WORK ORDER: Once you reach the line containing "of the climbing", reproduce it and every later line exactly, through the end of the data.

----- DATA SUPPLIED

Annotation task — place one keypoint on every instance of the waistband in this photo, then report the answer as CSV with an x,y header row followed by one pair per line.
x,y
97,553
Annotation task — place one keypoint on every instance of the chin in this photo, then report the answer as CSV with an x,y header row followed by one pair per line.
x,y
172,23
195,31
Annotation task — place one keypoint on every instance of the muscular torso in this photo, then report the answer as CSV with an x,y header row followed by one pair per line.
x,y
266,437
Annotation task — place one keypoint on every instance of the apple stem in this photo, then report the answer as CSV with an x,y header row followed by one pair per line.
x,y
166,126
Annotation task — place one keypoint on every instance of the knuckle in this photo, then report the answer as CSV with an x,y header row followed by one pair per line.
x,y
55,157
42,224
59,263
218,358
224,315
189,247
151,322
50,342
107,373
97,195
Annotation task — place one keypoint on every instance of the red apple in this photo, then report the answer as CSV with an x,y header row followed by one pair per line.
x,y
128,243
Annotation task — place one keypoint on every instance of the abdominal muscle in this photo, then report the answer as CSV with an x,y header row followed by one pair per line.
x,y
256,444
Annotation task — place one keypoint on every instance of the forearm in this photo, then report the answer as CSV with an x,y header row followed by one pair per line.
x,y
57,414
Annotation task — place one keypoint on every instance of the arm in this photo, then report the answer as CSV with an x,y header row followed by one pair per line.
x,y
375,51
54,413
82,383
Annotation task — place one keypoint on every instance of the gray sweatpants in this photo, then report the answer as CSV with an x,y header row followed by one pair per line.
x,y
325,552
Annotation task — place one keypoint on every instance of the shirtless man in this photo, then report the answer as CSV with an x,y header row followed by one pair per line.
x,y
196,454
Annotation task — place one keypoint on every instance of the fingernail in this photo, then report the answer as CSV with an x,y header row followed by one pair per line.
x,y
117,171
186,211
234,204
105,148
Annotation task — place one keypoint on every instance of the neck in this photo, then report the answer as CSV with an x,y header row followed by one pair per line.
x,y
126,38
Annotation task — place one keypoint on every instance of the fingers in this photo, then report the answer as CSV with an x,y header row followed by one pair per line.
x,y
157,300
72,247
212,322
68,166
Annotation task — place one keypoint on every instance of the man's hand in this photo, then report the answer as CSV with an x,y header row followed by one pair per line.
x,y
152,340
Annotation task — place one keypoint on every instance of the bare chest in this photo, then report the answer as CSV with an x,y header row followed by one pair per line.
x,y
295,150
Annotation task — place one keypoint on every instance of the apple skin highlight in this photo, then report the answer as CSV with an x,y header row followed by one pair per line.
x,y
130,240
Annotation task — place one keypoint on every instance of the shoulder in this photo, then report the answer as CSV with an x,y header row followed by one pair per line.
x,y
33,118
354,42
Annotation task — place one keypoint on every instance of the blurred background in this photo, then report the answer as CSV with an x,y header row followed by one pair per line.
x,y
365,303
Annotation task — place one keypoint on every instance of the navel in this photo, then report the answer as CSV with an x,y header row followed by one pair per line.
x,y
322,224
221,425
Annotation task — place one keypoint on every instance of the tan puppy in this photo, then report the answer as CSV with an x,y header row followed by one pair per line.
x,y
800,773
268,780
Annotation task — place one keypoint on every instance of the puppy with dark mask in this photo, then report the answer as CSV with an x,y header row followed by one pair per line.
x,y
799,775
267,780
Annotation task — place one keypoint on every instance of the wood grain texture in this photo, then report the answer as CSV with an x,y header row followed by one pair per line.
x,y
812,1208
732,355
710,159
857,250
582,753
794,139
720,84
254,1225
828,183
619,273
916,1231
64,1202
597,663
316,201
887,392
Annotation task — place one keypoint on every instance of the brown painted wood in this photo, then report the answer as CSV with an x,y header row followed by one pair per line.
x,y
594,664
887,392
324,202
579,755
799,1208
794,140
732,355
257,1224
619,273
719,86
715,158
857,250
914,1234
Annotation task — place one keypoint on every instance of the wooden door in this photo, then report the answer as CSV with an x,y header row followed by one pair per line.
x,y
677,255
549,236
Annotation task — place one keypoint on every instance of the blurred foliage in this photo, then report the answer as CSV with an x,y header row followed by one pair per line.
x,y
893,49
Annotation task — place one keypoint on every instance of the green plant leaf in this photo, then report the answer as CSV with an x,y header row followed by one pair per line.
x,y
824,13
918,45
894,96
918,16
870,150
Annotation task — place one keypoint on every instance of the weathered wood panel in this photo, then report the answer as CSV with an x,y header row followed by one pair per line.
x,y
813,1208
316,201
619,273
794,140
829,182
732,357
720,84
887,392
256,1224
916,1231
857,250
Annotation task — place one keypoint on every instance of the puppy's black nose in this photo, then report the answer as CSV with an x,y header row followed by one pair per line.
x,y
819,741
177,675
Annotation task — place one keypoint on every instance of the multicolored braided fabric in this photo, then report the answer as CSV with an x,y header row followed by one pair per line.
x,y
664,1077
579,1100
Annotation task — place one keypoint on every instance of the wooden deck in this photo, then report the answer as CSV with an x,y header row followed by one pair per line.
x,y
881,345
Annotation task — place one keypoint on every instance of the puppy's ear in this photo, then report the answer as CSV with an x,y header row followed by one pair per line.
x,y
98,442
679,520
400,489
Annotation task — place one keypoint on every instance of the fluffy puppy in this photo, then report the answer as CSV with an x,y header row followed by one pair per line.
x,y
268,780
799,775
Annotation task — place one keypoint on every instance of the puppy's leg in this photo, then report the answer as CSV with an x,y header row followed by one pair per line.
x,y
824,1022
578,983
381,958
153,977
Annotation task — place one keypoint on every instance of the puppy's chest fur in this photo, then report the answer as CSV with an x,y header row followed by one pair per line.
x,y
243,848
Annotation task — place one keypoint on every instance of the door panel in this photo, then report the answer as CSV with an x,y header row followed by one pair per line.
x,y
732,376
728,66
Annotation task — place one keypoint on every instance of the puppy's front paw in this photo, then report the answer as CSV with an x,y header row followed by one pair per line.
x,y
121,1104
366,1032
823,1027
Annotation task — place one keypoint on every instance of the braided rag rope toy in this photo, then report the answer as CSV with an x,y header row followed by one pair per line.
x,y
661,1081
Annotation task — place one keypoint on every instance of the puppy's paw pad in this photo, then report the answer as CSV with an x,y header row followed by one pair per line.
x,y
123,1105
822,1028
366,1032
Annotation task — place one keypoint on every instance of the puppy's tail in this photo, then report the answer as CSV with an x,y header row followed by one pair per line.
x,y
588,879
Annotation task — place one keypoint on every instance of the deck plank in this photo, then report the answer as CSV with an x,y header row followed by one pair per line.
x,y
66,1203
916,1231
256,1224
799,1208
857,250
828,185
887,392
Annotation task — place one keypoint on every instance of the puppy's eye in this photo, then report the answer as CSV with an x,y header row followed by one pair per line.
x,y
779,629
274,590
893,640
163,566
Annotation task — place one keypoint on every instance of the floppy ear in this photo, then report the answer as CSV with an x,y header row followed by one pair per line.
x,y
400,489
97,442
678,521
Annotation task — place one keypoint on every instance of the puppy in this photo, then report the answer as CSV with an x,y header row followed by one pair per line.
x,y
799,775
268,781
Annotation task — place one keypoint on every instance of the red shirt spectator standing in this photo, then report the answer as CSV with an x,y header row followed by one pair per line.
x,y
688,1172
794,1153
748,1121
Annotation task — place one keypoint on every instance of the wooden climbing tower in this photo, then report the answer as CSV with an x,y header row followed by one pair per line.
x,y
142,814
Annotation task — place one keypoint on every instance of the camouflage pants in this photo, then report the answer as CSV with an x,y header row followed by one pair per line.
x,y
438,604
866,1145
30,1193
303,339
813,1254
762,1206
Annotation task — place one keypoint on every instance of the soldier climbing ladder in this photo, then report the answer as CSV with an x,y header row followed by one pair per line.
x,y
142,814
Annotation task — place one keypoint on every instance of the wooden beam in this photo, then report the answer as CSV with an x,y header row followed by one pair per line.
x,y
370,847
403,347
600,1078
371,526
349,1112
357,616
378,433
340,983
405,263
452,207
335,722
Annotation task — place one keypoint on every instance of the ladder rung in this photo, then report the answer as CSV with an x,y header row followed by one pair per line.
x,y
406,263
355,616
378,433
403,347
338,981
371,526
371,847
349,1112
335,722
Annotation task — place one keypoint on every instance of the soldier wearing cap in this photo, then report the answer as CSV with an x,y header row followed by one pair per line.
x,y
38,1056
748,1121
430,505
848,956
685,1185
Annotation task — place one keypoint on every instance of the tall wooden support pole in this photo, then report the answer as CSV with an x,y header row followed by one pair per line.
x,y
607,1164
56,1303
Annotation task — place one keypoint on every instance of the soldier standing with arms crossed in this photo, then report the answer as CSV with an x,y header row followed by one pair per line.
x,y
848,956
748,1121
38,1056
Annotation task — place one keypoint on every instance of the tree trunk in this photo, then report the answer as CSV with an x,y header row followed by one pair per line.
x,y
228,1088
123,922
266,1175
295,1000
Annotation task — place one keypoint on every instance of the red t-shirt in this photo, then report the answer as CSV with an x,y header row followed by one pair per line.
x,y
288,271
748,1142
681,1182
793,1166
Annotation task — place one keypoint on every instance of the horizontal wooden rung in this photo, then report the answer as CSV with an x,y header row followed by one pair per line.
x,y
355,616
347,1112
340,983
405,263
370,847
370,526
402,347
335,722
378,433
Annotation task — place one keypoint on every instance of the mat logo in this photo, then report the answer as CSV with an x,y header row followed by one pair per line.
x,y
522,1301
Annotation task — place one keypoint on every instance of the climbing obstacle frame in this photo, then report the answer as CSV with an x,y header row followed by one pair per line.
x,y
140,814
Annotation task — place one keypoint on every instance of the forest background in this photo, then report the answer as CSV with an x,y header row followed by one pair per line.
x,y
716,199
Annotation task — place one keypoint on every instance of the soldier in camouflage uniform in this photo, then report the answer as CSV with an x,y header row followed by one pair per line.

----------

FINISHED TASK:
Annotation task — place one keypoint on every instance of the climbing obstacle frame in this photo, then report the answer as CSV with an x,y header row followed by one pair per line.
x,y
140,814
Annotation task — place one keypoint on every instance of the forest background in this photo, then report the answer as CSV with an x,y header row followed by one pair per line.
x,y
716,199
Annotation task — place one keypoint on every instance of the soldier in camouflage uniform in this photo, then report the answer as CSV with an x,y header row followed by one pair per line.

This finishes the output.